------ TEXT BLOCK
The departure of the Cole is a relief for ordinary Yemenis. There has been widespread anger at the United States here for what many Yemenis believe is U.S. bias toward Israel in its confrontations with the Palestinians. Also, tight security in the harbor had made it difficult for Yemeni fishermen to work in the weeks since the bombing.
"It was like a bogeyman keeping our fishermen away. Thank God it has gone. The sight of an American ship in our waters is not a beautiful sight," said one resident, Ibrahim Ahmed.
At another point along the coastal road, about 50 Yemeni men gathered, some wearing the traditional sarong-like Yemeni dress with daggers tucked into their waistbands. When the crippled destroyer appeared, a few men pointed at it and laughed. Women draped in chadors watching from windows and balconies shouted that the sight made them happy.
"We were not comfortable with Americans on our territory. They should have gone. This is an Arab country. They have no business here," Mujahed Awad said.
Bodine said the crisis support personnel that came to Yemen after the attack are beginning to leave. But, she said, the probe has not ended, the U.S. Embassy will maintain a presence in Aden to support the FBI investigation and a group of investigators based on Navy ships.
Most of the crew of about 300 remained aboard the Cole following the attack. A small number were to stay on the destroyer for the trip back to the United States; the rest will be flown home.
The Blue Marlin usually is used to lift and transport commercial cargo such as oil rigs. The Navy signed a $4.5 million contract with the Blue Marlin’s owner, Offshore Heavy Transport of Oslo, Norway, just a few days after the Cole was attacked while refueling in Aden.
The Navy has said it intends to repair the Cole and return it to service, although it has not yet decided where the work will be done.
------------
▶ [WHAT YOU WILL DO]:
A - From the passage on the Cole's departure, pull out the words from "Bodine said the" to "on Navy ships." with no changes.
B - In the passage on the Cole's departure, what was the value of the contract the Navy signed with the Blue Marlin's owner?
C - Condense the paragraph of the passage on the Cole's departure that begins "At another point along the coastal road" into a shorter version that keeps its main facts.
------ RECORD EXTRACTS
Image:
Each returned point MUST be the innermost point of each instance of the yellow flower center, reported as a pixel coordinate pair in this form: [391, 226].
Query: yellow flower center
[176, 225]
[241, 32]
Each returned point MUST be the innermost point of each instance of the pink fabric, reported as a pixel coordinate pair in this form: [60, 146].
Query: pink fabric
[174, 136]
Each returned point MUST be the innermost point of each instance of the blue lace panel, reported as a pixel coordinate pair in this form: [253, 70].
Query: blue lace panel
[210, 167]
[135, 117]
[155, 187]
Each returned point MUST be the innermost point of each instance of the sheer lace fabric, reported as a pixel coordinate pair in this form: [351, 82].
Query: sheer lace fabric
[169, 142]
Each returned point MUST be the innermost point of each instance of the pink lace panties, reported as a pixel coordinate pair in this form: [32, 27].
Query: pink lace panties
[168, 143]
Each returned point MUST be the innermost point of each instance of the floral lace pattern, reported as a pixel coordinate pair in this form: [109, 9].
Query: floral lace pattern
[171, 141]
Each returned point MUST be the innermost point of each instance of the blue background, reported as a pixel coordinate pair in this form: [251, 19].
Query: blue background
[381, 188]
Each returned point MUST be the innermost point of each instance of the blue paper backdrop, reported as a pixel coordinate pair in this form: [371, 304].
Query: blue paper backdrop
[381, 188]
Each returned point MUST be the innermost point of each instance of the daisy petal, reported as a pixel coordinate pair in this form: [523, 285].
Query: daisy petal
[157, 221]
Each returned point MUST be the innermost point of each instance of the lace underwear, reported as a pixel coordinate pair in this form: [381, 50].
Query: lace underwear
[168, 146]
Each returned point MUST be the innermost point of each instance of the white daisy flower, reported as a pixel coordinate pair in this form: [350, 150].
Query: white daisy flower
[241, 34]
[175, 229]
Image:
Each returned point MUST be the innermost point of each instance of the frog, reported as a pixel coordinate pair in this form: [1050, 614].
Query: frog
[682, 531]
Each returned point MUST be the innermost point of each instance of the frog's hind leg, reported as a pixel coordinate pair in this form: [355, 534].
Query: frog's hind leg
------------
▶ [RESULTS]:
A -
Bodine said the crisis support personnel that came to Yemen after the attack are beginning to leave. But, she said, the probe has not ended, the U.S. Embassy will maintain a presence in Aden to support the FBI investigation and a group of investigators based on Navy ships.

B - $4.5 million

C - About 50 Yemeni men gathered along the coastal road, some in traditional sarong-like dress with daggers in their waistbands. When the crippled destroyer appeared, a few pointed and laughed, and women in chadors at windows and balconies shouted that the sight made them happy.